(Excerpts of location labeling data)
--------------------------------

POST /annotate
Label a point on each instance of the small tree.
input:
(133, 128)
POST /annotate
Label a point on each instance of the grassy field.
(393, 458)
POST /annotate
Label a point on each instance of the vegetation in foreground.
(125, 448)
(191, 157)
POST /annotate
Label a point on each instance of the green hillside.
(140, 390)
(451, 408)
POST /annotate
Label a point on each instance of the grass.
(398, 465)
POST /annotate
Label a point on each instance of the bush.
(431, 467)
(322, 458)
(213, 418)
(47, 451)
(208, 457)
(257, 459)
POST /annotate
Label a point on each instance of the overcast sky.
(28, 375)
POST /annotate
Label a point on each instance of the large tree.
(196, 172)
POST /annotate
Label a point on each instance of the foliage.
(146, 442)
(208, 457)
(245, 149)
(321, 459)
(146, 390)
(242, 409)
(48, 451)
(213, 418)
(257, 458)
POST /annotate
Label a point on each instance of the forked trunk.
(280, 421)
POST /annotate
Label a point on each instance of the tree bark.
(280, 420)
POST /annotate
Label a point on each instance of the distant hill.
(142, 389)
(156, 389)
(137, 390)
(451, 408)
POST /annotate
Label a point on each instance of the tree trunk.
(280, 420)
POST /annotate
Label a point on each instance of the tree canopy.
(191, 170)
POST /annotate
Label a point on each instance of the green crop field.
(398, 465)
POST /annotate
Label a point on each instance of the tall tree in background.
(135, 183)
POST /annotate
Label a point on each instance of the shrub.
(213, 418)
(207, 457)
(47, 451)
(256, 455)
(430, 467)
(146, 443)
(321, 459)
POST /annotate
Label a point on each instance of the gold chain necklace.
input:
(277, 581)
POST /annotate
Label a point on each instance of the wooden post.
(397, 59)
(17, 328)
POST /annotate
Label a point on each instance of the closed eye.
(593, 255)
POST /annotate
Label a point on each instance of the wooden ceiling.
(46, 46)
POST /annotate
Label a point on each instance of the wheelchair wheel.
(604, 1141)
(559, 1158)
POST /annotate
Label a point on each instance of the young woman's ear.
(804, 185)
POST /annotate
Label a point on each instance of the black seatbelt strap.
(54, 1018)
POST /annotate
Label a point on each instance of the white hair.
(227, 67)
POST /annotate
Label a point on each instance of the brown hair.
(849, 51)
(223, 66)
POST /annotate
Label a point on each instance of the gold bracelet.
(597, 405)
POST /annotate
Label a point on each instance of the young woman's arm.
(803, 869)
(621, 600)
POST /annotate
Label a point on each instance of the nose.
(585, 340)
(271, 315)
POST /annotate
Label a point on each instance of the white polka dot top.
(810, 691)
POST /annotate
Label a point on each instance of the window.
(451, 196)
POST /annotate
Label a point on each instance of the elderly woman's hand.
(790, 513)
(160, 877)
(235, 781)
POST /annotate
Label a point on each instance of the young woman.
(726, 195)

--------------------------------

**EXERCISE INSTRUCTIONS**.
Every entry should be output exactly as written, please.

**EXERCISE OUTPUT**.
POST /annotate
Label a point on each instance of the small tree.
input:
(133, 128)
POST /annotate
Label a point on each instance of the grassy field.
(393, 458)
POST /annotate
Label a point on each instance of the vegetation in foreground.
(125, 448)
(191, 157)
POST /annotate
Label a point on each instance of the green hillside.
(140, 390)
(451, 408)
POST /annotate
Label a point on each instance of the grass.
(398, 465)
POST /annotate
Label a point on each instance of the bush.
(431, 467)
(322, 458)
(213, 418)
(47, 451)
(208, 457)
(257, 459)
POST /annotate
Label a point on each instance of the overcast sky.
(28, 375)
POST /annotate
Label a point on each instance of the large tree.
(196, 172)
POST /annotate
Label a point on each instance of the foliage.
(146, 442)
(208, 457)
(245, 149)
(321, 459)
(146, 390)
(242, 409)
(48, 451)
(213, 418)
(257, 458)
POST /annotate
Label a point on each instance of the forked trunk.
(280, 421)
POST /annotate
Label a point on each instance of the tree bark.
(280, 420)
POST /annotate
Label a point on each instance of the distant hill.
(142, 389)
(156, 389)
(137, 390)
(451, 408)
POST /annotate
Label a point on each instance of the tree trunk.
(280, 420)
POST /annotate
Label a point on each instance of the tree canopy.
(191, 170)
POST /annotate
Label a point on each instance of the green crop field.
(398, 465)
POST /annotate
Label a point on each instance of the tall tree in background.
(135, 183)
POST /annotate
Label a point on each instance of the shrub.
(213, 418)
(207, 457)
(47, 451)
(256, 455)
(430, 467)
(146, 443)
(321, 459)
POST /annotate
Label a point on each instance of the gold chain necklace.
input:
(277, 581)
POST /annotate
Label a point on each instance of the wooden post.
(397, 59)
(17, 328)
POST /annotate
Label a point on each instance of the closed eye.
(593, 255)
POST /annotate
Label a point on each instance of the wooden ceiling.
(46, 46)
POST /annotate
Label a point on each instance of the wheelchair wheel.
(604, 1141)
(559, 1158)
POST /annotate
Label a point on each instance of the young woman's ear.
(804, 185)
POST /annotate
Label a point on each instance of the black seatbelt strap.
(54, 1018)
POST /annotate
Label a point on each instance of the white hair.
(227, 67)
POST /annotate
Label a point on each instance of the brown hair.
(849, 51)
(223, 66)
POST /annotate
Label a point on each instance of the gold bracelet.
(597, 405)
POST /annotate
Label a point on each instance of the young woman's arm.
(803, 869)
(621, 600)
POST /annotate
Label a point on each instance of the nose.
(585, 340)
(271, 315)
POST /annotate
Label a point on each instance of the white polka dot top.
(810, 691)
POST /annotate
Label a point on each instance of the window.
(451, 196)
POST /annotate
Label a point on each instance of the elderly woman's hand.
(790, 513)
(160, 877)
(235, 781)
POST /annotate
Label a point on each instance of the young woman.
(726, 195)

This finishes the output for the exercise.